[What you need to do]
Scan the material for the word "target" and copy each line where it occurs.
────
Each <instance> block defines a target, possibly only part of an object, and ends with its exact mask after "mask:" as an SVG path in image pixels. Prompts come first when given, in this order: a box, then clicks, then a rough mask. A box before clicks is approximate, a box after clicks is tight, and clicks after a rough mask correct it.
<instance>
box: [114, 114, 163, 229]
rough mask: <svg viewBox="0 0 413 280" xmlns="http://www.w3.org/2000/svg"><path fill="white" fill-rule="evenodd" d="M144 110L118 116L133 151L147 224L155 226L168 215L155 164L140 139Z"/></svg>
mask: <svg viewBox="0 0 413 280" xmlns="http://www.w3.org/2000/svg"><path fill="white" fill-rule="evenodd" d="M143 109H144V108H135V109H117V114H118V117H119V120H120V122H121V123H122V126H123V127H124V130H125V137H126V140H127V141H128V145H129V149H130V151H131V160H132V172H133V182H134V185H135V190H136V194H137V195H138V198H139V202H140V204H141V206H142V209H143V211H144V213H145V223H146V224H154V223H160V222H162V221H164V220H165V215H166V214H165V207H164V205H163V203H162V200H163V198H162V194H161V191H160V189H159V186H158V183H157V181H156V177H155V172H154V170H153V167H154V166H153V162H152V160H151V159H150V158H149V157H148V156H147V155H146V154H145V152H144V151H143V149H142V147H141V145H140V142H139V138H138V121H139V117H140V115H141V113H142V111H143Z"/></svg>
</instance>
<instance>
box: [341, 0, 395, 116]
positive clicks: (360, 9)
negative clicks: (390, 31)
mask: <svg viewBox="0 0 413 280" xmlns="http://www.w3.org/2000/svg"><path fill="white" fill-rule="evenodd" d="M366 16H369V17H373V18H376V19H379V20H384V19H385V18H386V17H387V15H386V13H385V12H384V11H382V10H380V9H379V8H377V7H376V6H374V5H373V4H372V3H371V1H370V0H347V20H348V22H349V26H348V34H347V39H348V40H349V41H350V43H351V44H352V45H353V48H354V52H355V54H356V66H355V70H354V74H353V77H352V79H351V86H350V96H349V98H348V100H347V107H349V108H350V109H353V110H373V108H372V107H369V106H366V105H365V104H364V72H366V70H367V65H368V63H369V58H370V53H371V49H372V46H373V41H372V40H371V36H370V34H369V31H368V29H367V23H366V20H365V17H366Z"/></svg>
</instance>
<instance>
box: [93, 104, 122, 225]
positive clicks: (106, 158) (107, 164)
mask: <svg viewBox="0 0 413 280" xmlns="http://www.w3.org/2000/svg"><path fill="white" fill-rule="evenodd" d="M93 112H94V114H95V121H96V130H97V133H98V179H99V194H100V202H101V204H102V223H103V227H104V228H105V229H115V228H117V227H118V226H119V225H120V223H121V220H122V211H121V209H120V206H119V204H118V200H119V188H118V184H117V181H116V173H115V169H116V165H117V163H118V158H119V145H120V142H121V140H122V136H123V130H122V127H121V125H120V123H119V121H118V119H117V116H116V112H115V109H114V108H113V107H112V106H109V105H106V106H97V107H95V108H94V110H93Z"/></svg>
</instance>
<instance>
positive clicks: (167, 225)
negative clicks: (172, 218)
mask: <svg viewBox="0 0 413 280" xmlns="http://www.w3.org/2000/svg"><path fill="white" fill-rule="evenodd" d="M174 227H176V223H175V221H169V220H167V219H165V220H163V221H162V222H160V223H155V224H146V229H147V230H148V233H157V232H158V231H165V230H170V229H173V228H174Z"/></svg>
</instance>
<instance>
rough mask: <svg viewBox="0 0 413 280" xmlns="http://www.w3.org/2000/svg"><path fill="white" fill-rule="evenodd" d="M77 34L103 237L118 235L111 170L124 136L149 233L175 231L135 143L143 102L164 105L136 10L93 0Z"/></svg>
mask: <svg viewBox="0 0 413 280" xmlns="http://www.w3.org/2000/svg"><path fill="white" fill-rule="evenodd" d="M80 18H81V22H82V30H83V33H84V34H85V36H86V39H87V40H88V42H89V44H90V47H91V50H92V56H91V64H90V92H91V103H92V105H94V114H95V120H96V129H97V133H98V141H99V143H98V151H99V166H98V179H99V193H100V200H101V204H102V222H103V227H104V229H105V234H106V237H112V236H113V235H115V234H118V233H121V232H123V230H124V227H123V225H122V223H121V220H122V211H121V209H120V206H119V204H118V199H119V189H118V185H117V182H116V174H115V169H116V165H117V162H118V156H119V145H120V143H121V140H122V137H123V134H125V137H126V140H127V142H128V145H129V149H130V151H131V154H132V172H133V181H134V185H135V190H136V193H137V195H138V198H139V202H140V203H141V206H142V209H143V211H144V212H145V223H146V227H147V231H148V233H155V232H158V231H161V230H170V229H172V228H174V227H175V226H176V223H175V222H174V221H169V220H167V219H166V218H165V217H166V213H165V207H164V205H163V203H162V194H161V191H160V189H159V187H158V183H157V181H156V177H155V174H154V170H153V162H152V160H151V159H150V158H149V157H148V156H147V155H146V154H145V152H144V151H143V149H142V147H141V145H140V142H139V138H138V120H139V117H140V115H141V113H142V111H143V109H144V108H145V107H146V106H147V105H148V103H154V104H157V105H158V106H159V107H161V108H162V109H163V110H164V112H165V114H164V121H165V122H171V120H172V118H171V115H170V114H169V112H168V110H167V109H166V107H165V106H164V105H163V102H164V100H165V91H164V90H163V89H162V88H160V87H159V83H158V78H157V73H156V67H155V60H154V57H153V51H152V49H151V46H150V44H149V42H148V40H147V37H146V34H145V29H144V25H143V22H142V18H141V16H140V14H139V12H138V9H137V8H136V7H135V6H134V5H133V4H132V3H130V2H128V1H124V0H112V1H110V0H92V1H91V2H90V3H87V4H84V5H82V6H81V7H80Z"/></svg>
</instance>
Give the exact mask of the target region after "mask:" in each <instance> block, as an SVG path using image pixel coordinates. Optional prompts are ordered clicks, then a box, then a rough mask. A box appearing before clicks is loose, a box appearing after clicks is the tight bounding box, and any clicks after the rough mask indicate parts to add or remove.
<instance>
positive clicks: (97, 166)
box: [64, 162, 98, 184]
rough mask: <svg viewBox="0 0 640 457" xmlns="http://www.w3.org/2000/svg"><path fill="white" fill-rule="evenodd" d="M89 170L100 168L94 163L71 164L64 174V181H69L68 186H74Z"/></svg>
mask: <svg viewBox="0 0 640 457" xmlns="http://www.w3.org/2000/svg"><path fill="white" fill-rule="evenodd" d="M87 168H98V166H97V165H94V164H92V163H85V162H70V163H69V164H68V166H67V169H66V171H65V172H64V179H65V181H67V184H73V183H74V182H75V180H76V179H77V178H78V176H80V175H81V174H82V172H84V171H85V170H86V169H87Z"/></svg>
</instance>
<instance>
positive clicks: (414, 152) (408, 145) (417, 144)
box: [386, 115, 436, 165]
────
[Result]
Each <instance> block defines a target, possibly only part of an object, and ends with its exact mask after "mask:" as an SVG path in image pixels. Prompts come first when given, in this order: a box, then clicks, then a rough mask. A box before clicks is approximate, a box after clicks is tight, and clicks after a rough mask correct it.
Give the exact mask of the target region after "mask:" in each <instance> block, as an SVG path using image pixel coordinates. Optional prompts are ordered clicks, then a box, then a rough mask. A box appearing before clicks is loose, a box appearing after clicks is the tight bounding box, and any clicks after the rough mask indicate parts to add or remove.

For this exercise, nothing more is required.